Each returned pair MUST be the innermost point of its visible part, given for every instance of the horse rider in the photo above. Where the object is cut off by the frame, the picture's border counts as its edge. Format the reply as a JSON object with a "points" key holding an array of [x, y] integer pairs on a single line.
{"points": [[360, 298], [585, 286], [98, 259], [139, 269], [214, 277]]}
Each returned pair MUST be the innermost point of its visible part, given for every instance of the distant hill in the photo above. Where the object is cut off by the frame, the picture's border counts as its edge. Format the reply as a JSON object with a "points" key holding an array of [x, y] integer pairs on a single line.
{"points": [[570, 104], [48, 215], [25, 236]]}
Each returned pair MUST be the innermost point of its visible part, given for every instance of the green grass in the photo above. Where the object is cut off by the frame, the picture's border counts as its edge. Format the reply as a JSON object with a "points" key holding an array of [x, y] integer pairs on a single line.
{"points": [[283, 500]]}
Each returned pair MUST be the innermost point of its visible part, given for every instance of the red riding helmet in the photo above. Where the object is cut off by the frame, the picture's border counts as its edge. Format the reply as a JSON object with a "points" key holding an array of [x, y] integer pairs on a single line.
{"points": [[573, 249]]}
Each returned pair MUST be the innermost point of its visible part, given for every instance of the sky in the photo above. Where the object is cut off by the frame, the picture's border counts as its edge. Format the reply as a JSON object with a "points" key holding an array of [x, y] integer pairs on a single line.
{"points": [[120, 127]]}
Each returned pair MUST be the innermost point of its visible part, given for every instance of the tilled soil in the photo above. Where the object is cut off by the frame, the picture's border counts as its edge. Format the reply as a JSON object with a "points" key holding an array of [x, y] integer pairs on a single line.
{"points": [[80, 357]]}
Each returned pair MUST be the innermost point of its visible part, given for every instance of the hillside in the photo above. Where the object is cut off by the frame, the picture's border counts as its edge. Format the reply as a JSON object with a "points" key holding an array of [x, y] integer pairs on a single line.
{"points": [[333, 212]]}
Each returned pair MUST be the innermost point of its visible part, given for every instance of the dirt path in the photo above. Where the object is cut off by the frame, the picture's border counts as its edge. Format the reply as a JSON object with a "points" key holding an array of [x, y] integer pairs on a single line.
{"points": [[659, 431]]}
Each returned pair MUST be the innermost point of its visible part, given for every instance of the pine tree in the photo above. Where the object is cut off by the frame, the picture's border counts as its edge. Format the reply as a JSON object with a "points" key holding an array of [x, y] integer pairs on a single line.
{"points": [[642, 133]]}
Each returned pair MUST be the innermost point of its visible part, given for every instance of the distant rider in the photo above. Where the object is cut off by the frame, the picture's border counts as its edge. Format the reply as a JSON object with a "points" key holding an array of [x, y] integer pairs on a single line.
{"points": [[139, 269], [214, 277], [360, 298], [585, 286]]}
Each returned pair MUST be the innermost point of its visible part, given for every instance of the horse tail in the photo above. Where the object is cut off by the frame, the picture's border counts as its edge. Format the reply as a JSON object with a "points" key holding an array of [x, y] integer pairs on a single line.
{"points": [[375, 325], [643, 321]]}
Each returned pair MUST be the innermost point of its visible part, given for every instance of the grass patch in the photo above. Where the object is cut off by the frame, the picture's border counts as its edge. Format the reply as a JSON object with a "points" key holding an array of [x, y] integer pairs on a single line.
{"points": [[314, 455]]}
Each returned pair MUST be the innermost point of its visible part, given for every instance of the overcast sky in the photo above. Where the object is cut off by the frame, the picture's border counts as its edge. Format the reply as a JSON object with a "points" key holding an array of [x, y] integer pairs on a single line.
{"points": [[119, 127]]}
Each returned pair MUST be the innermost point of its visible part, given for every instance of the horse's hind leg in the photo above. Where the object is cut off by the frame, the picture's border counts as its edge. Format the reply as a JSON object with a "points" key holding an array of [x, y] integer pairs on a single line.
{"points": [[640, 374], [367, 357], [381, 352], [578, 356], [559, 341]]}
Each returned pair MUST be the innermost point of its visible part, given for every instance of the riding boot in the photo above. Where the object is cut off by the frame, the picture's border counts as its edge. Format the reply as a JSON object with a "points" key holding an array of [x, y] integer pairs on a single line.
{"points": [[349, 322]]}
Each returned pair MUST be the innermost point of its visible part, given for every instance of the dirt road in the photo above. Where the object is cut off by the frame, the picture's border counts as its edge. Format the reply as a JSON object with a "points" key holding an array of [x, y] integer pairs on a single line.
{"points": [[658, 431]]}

Set exercise
Nothing should be changed: write out all of the data as is.

Written answer
Each returned pair MUST be the innermost point of its visible part, given for every instance of the horse rider in the photo above. Where the object is cut off by the frame, the picture's border counts as its edge. Format the reply as a JSON object with a "points" key holding an array of [x, y] integer pairs on a single line.
{"points": [[360, 298], [585, 286], [98, 259], [139, 269], [214, 277]]}
Each returned pair MUST be the innermost point of its visible part, given for every instance of the distant hill in the photo above. Where the object is cut off by the frame, the picture's border counts as its edge. Format the reply as a JSON object with a "points" key holding an array of [x, y] integer pairs on a single line.
{"points": [[570, 104], [48, 215], [25, 236]]}
Each returned pair MUST be the innermost point of its visible part, given for every instance of the green grass in the photo above. Where the object is cut off by the frame, the picture's border counts as its edge. Format the reply as a JSON object with a "points" key holding an array of [x, y] integer pairs on a single line.
{"points": [[283, 500]]}
Each returned pair MUST be the innermost point of its visible part, given for every instance of the red riding helmet in the photo above. Where the object is cut off by the frame, the picture's border counts as its edge. Format the reply as a JSON object with a "points" key holding an array of [x, y] integer pairs on a single line.
{"points": [[573, 249]]}
Each returned pair MUST be the innermost point of its visible part, given for every instance of the sky in the photo above. Where the object is cut off by the frame, the picture's border counts as its edge. Format the reply as a JSON object with a "points" key holding an array of [x, y] integer pairs on a single line.
{"points": [[120, 127]]}
Each returned pair MUST be the innermost point of its visible part, given for every instance of the tilled soil in the photo above. Where the object is cut off by the frame, the picture's border counts as its edge. Format the reply as a JSON object with a "points" key holding an array of [x, y] integer pairs on a single line.
{"points": [[80, 357]]}
Each returned pair MUST be the innermost point of its visible part, given for every instance of the hillside in the photo above. Where the object is cut off by the frame, the picture's border counts as its edge. Format the reply as a JSON object with a "points" key holding an array of [x, y] integer pairs on a single line.
{"points": [[333, 212]]}
Each returned pair MUST be the innermost point of its visible part, given for every instance of the dirt path in the photo above. Where the object is cut off by the frame, the picture's border counts as its edge. Format the reply as a JSON object with a "points" key holding an array of [x, y] integer pairs on a single line.
{"points": [[659, 431]]}
Each returned pair MUST be the innermost point of its visible part, given for every instance of the pine tree in the photo above. Where the object is cut off by the frame, the picture's border counts as its edge. Format the reply as a JSON object with a "points" key holding an array of [x, y] integer pairs on a single line.
{"points": [[642, 133]]}
Each returned pair MUST be the innermost point of its visible part, given for every instance of the distant rider in the photo above. Where the object is cut off by the frame, the picture's border counts as its edge. Format the reply as a JSON object with a "points" key holding an array of [x, y] integer pairs on a single line.
{"points": [[139, 269], [214, 277], [360, 298], [585, 286]]}
Each returned pair MUST be the innermost point of its visible part, given for every instance of the horse tail in the photo above. Where the object is cut off by the frame, the picture's border counts as its edge. Format the reply as a JSON object with a "points" key holding an array of [x, y] integer pairs on a single line.
{"points": [[375, 325], [643, 321]]}
Each returned pair MUST be the innermost point of its visible part, given for every instance of the grass patch in the photo above. Where the object is cut off by the frame, the picture's border counts as its edge. Format the reply as a JSON object with a "points" key holding an array of [x, y] integer pairs on a single line.
{"points": [[314, 455]]}
Each returned pair MUST be the innermost point of its visible part, given for every instance of the overcast sky in the photo above. Where the object is cut off by the frame, the picture's border counts as its edge. Format the reply as a JSON object with a "points" key holding an array of [x, y] integer pairs on a single line.
{"points": [[119, 127]]}
Each returned pair MUST be the innermost point of its visible part, given for every instance of the horse's hind leg in the photo above. Where the object is cut off by the frame, the picture's border counts as its edge. Format the reply as a JSON object with a "points" key holding an array of [x, y] integer pairs on a single line.
{"points": [[640, 374], [367, 357], [381, 352], [578, 356], [559, 341]]}
Each returned pair MUST be the innermost point of its visible part, given for every instance of the riding boot in the photo above. Where the object is cut off by the frame, the picture's border counts as its edge. Format the reply as a JSON object with a "points" key holding an array of [x, y] integer pairs on a single line.
{"points": [[349, 322]]}
Each returned pair MUST be the innermost point of its visible part, given for every instance of the dirt road in the photo above. Where the object is cut off by the frame, the picture's border counts as its edge. Format the reply as a JSON object with a "points" key holding an array of [x, y] integer pairs on a single line.
{"points": [[658, 431]]}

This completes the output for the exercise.